Dataset rows on where objects appear
──────

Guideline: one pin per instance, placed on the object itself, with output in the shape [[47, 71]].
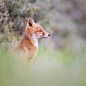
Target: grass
[[48, 68]]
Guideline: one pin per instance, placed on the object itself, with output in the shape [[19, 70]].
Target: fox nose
[[48, 34]]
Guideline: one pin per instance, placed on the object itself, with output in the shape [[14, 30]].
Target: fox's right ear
[[29, 22]]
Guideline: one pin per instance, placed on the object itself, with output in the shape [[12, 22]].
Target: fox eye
[[40, 30]]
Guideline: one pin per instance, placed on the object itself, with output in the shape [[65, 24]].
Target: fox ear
[[29, 22], [26, 21]]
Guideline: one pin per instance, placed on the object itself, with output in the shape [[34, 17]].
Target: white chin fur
[[45, 35]]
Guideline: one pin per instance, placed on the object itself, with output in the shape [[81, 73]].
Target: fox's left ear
[[29, 22]]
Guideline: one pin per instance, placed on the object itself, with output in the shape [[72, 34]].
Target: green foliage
[[48, 68]]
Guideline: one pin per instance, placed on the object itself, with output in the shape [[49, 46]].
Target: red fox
[[29, 43]]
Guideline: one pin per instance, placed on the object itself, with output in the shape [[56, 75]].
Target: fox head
[[35, 29]]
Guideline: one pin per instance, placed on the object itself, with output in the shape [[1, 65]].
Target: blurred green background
[[61, 58]]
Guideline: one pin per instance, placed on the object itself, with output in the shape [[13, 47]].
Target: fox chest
[[30, 52]]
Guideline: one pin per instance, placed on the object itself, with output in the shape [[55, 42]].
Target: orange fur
[[29, 43]]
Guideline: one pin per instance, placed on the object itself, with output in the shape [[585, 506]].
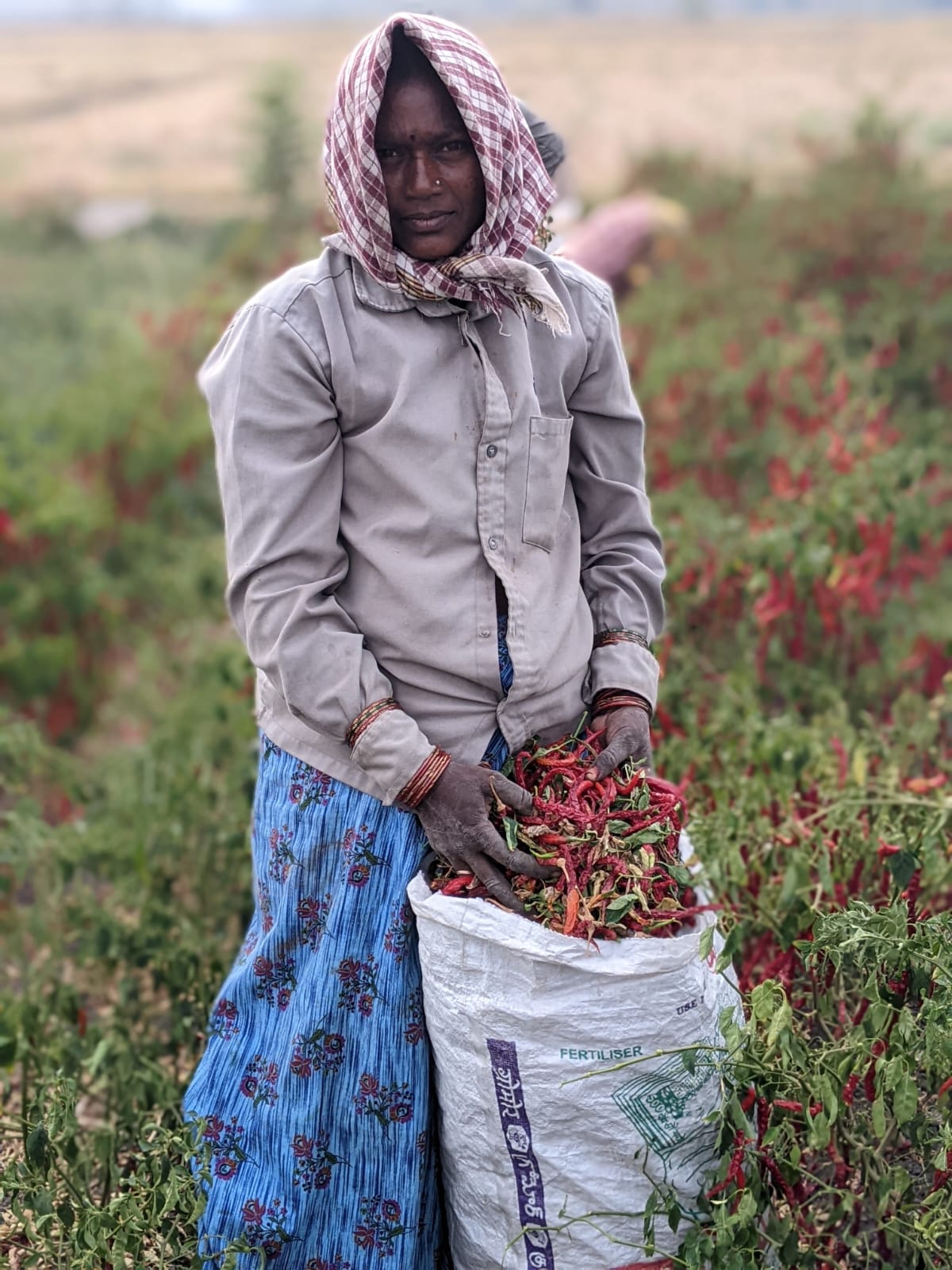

──────

List every line in the rows above that contains the string "green". Letter case matters.

Target: green foliage
Target: blurred green background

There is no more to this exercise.